RECORDS TO PROCESS:
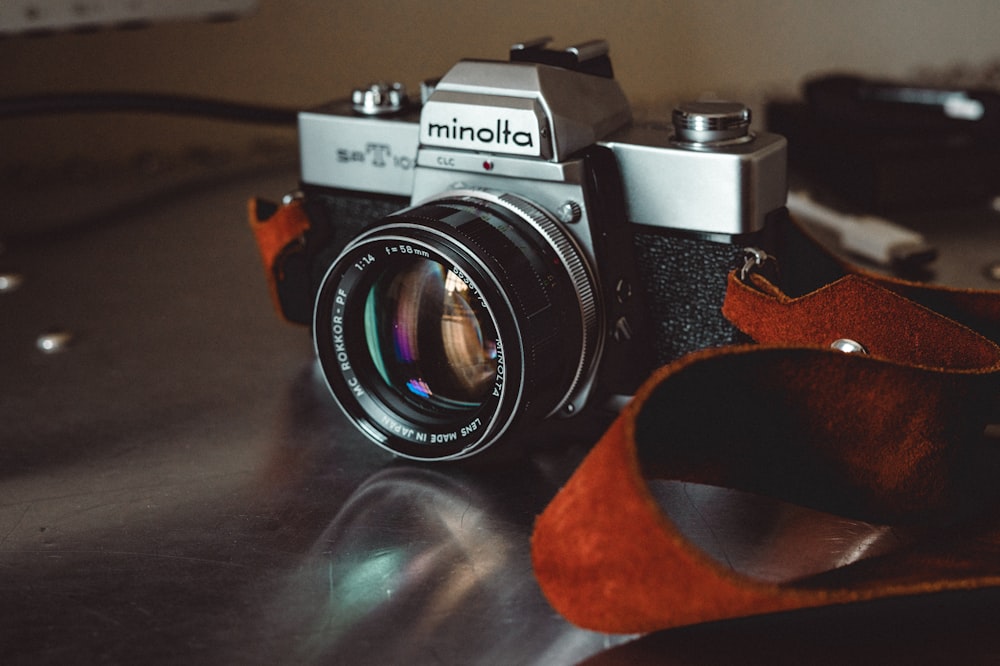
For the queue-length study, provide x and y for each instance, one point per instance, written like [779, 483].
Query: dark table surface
[176, 486]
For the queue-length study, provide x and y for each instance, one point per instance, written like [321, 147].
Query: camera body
[515, 247]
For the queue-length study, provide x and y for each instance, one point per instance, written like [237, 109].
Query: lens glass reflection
[429, 337]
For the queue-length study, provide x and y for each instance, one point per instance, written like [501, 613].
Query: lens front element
[429, 338]
[443, 325]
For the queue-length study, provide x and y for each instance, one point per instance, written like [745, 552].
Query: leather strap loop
[896, 436]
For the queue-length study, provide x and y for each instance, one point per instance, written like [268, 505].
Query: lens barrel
[444, 325]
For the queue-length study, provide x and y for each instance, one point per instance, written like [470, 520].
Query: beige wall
[300, 52]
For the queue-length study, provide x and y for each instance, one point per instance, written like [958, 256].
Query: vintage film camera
[516, 248]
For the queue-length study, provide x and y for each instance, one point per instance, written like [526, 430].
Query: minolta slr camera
[513, 247]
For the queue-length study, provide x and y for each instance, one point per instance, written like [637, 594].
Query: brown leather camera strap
[893, 436]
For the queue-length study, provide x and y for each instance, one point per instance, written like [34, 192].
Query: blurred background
[301, 52]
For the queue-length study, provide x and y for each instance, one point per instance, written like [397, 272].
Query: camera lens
[429, 339]
[444, 325]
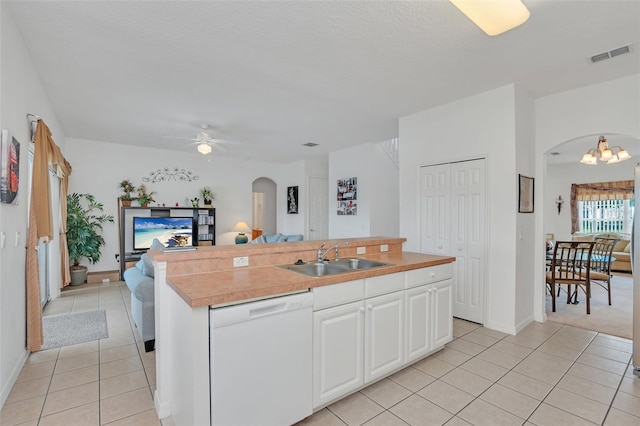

STATED PROBLEM: Reproduce all of the data above verbatim, leaving out the pictures.

FULL OUTPUT:
For the queue-length study, provide x and y for each instance, one point per instance, written like [779, 483].
Query: dark table surface
[176, 486]
For the queue-length study, provide x and y for each instance, one point per instance, written like [321, 147].
Query: camera body
[515, 247]
For the queue-length study, provide x and y for each instance, one point per instance, written like [237, 109].
Query: lens glass reflection
[429, 337]
For the queue-length study, provide x and y for each instance, one point per instance, written like [501, 613].
Query: lens front element
[429, 338]
[443, 325]
For the queue-length study, provide x and y for each instance, one point per instance, written like [745, 552].
Query: leather strap loop
[896, 436]
For the queue-length study, provide x and y for each instance, one point per instance, written like [268, 505].
Query: lens barrel
[444, 325]
For the queue-length study, provide x and y for each instance, one point per instance, written like [470, 520].
Query: beige wall
[300, 52]
For the queue-length study, provide x and y for each instance, one point per instance, written like [958, 256].
Query: vintage film camera
[516, 248]
For the queue-length study, provide x and y for each instance, one point per instance, written like [526, 430].
Query: minolta slr camera
[513, 247]
For the queue-length study, provide x and y for each instance, one point per instance, written like [637, 594].
Query: brown leather camera strap
[893, 436]
For the queue-length study, provide x and y for each instance, one point per instance, written like [34, 192].
Query: blurred background
[301, 52]
For the queue-length study, provide x and y for each instance, one point per instance, written like [397, 272].
Query: camera lens
[429, 339]
[444, 325]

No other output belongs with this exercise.